_EXTRACT PROVIDED_:
First to Reylamb, your post on Ruth and the huge parks is very misleading and partially incorrect.

Take a look at his home fields, Fenway from 1914 to 1919. Polo Grounds from 1920 to 1922 and Yankee stadium from 23 on.

Fenway - RF 302'   336' power alley

Polo Grounds - RF 258'   CF- 433' LF- 277'

Yankee Stadium - RF 294' ( 1923 to 1929 ) 295' ( 30 to 38 ) 296' ('39 to '76 )
                                LF- 280.5' ('23 to '27) 301' ( '28 to 76 )
                                CF- 487' ('23 to'36)461'('37 to'66)

Now CF was long in the last two stadiums but RF was short. Ruth hit 29 hr in 130 games in 1919 with Boston, his first true full season. Then in 20 he goes to the Polo Grounds and hits 59 with a 258' RF. 54 the next year and in his last season at the Polo Grounds he hit 35. He was blessed with shorter right fields than today's parks. Granted CF was longer but tell me, of all the homerun footage you have seen on him, how many times have you ever seen footage of a homerun to centerfield? I'm sure he hit some but he pulled a lot more to the short porches.

As for you Doc, I'll agree with most of your post except the size difference in regards to steroids. Look at Olympic athelete's, bicyclists and runners who have been caught. Not all of them are bulky. In fact some are very lean. also the Recovery time from workouts or injuries is just as much a part of steroids as pure muscle mass. Don't tell me you don't think javy lopez might have been on them either do you. Some power, then great power, then out of the game. As for his ops, nothing said about his batting averages or number of doubles. Just a drop in power and injuries that seem to AT THE VERY LEAST, give room to speculation of something. It does fit the pattern to an extent. I would hope not but......

_OBJECTIVE A_: Copy out every line of the listing below that contains the string "kitchen".

_INFORMATION PROVIDED_:

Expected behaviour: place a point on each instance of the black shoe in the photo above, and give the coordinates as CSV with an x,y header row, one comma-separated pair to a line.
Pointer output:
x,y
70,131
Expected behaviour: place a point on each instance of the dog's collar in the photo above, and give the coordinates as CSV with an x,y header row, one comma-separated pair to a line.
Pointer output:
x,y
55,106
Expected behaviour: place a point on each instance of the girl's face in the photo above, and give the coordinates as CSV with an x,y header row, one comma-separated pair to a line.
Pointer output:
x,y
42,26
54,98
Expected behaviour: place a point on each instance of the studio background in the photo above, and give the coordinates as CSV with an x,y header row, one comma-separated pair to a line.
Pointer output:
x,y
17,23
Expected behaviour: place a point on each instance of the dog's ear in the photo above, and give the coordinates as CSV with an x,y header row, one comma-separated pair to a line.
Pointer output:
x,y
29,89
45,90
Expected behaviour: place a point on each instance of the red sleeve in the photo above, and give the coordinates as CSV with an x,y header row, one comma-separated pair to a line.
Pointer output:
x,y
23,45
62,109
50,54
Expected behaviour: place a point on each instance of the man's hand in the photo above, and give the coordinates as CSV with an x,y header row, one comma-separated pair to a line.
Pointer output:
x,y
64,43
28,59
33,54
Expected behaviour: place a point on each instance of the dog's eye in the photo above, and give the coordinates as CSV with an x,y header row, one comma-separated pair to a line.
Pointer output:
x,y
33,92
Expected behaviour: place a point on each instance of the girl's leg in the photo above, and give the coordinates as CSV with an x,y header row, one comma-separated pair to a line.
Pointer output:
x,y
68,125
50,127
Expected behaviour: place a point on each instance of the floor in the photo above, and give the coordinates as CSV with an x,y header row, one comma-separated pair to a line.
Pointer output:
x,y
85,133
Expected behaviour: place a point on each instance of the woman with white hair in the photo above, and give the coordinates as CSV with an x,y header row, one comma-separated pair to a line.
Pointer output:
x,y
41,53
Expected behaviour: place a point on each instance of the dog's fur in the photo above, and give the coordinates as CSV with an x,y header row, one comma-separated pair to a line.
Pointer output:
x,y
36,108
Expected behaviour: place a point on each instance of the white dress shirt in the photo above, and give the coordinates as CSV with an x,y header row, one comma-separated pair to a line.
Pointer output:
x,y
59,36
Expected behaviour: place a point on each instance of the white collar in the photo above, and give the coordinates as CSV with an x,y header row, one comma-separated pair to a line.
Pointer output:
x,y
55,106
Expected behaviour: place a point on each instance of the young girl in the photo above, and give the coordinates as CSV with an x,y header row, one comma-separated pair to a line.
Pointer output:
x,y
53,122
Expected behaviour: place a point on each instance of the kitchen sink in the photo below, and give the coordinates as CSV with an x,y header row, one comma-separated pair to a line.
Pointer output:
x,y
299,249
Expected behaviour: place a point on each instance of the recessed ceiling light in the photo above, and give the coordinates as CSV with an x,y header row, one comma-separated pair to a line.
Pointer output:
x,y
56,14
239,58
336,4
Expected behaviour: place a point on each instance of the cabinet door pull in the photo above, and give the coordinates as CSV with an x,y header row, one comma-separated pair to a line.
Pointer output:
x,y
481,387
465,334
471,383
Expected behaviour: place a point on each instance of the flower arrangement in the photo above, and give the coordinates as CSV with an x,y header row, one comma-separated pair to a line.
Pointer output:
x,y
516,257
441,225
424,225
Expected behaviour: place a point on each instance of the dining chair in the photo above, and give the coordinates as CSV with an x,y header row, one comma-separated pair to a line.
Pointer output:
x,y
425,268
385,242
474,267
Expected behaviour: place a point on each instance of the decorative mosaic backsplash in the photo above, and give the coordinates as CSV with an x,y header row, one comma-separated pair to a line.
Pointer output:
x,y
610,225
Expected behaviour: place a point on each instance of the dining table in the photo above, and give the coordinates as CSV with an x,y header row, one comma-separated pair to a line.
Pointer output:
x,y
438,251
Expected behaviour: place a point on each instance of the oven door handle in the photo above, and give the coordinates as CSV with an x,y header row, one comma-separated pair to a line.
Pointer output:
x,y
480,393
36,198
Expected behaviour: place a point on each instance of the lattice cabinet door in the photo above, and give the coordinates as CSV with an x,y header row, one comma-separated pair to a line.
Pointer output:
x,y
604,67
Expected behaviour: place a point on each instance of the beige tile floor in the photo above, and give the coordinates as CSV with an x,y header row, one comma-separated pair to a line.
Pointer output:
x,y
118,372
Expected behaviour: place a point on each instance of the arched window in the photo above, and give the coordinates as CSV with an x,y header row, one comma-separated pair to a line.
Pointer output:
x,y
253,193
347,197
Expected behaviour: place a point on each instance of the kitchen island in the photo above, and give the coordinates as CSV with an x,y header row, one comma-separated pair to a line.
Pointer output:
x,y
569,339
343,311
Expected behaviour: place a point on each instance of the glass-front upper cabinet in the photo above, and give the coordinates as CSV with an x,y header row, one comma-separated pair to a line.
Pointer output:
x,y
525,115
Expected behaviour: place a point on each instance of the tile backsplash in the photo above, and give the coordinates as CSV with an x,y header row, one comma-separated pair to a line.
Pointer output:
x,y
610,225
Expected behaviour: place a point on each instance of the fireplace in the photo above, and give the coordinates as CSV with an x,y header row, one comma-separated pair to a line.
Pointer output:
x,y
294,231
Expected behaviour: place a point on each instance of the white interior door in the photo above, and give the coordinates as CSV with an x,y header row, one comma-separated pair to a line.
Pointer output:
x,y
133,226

_OBJECTIVE B_: Reproduce the forum post on Ruth's home ballparks above from "Take a look" up to and including "('23 to'36)461'('37 to'66)", revised so that "Fenway Park" takes the place of each occurrence of "Fenway".

_WRITTEN RESPONSE A_:
Expected behaviour: place a point on each instance of the kitchen sink in the photo below, and give the coordinates as CSV with an x,y header row, one comma-separated pair to a line.
Expected behaviour: place a point on each instance of the kitchen island in the photo above, and give the coordinates as CSV with an x,y header row, one comma-separated pair to a line.

_WRITTEN RESPONSE B_:
Take a look at his home fields, Fenway Park from 1914 to 1919. Polo Grounds from 1920 to 1922 and Yankee stadium from 23 on.

Fenway Park - RF 302'   336' power alley

Polo Grounds - RF 258'   CF- 433' LF- 277'

Yankee Stadium - RF 294' ( 1923 to 1929 ) 295' ( 30 to 38 ) 296' ('39 to '76 )
                                LF- 280.5' ('23 to '27) 301' ( '28 to 76 )
                                CF- 487' ('23 to'36)461'('37 to'66)